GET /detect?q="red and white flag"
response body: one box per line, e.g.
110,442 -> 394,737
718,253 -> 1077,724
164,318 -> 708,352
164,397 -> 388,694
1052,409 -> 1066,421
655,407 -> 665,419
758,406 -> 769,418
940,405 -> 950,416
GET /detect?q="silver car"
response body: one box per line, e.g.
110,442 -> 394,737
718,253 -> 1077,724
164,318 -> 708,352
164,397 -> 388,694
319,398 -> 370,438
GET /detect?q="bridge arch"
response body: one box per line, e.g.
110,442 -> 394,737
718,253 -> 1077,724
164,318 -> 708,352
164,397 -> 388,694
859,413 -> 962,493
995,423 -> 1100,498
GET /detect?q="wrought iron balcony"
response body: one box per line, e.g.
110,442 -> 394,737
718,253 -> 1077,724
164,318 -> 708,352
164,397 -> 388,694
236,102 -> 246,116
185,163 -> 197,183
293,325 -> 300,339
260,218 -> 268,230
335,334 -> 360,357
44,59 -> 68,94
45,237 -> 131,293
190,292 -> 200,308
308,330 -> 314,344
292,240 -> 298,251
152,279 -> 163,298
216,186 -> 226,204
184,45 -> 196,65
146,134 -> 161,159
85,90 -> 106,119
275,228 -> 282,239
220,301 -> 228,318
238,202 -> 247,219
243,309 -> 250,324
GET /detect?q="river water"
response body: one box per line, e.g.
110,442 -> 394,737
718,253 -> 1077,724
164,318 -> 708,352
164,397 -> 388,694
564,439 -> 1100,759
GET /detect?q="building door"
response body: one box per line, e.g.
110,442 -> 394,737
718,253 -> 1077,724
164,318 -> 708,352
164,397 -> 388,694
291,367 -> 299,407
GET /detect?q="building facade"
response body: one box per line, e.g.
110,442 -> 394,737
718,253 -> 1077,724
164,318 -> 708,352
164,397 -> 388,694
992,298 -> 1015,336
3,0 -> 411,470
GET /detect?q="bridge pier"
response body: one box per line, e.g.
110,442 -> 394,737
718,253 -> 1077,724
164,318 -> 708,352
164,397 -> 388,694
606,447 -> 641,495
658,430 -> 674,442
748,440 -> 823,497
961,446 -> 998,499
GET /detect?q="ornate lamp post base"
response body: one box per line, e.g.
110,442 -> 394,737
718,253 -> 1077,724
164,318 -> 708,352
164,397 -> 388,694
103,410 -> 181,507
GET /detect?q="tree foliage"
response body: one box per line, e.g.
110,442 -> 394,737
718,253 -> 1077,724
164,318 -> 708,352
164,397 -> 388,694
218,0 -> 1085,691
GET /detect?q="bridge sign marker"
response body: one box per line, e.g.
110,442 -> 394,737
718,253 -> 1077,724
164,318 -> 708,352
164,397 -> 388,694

(Directions for this task): Write out every entry again, exactly as it appears.

(Reply to the exercise):
GET /detect?q="red and white flag"
response body: one box per line, e.g.
110,442 -> 394,737
718,253 -> 1077,724
164,318 -> 708,352
164,397 -> 388,694
1052,409 -> 1066,421
655,407 -> 665,419
758,406 -> 769,418
940,405 -> 950,416
GET /detect?q="silver car"
response body: one box per line, e.g.
110,442 -> 394,737
718,253 -> 1077,724
164,318 -> 708,352
164,397 -> 388,694
319,398 -> 370,438
GET /detect?q="bridge arch"
response body: one box per line, e.g.
110,442 -> 394,737
718,253 -> 1077,724
164,318 -> 708,352
164,397 -> 388,694
859,413 -> 962,493
995,423 -> 1100,498
GET /detect?q="wrought iron balcony"
response body: one box per line, e.g.
110,442 -> 394,737
718,253 -> 1077,724
164,318 -> 708,352
164,397 -> 388,694
236,102 -> 246,116
185,163 -> 197,183
293,325 -> 300,339
260,218 -> 268,230
335,334 -> 360,357
44,59 -> 68,94
45,237 -> 131,293
190,292 -> 200,308
308,330 -> 314,344
292,240 -> 298,251
152,279 -> 163,298
216,186 -> 226,204
184,45 -> 196,65
146,134 -> 161,159
85,90 -> 106,119
275,228 -> 282,239
220,301 -> 228,318
238,202 -> 247,219
243,309 -> 250,324
GET /detect?q="river water"
response body: one box per line, e.g.
110,442 -> 394,737
718,253 -> 1077,724
164,318 -> 708,352
164,397 -> 388,694
564,439 -> 1100,759
GET /detect?q="building door"
response body: one box per line, e.g.
110,442 -> 394,737
718,253 -> 1077,724
164,318 -> 708,352
164,397 -> 388,694
291,367 -> 299,407
GET /detect?q="building facade"
response body: one box per line, e.g.
110,442 -> 394,737
718,253 -> 1077,724
164,318 -> 708,352
164,397 -> 388,694
992,298 -> 1015,336
3,0 -> 411,470
GET /detect?q="bridge pier"
response body: one box per line, e.g.
110,442 -> 394,737
718,253 -> 1077,724
164,318 -> 708,352
164,397 -> 388,694
606,447 -> 641,495
658,430 -> 674,442
748,440 -> 823,497
961,446 -> 998,499
GET /detect?q="ornate lamp post base"
response body: one box per line, e.g.
110,442 -> 394,737
718,253 -> 1077,724
164,318 -> 708,352
164,397 -> 388,694
103,410 -> 181,507
GET /detect?q="tree foliage"
response body: one box per line, e.g.
110,442 -> 394,737
718,253 -> 1077,724
164,318 -> 708,352
164,397 -> 388,694
218,0 -> 1085,691
GET /detect?q="bridge sign marker"
response body: one box per line, e.g.
110,442 -> 394,737
718,253 -> 1077,724
164,318 -> 708,352
164,397 -> 388,694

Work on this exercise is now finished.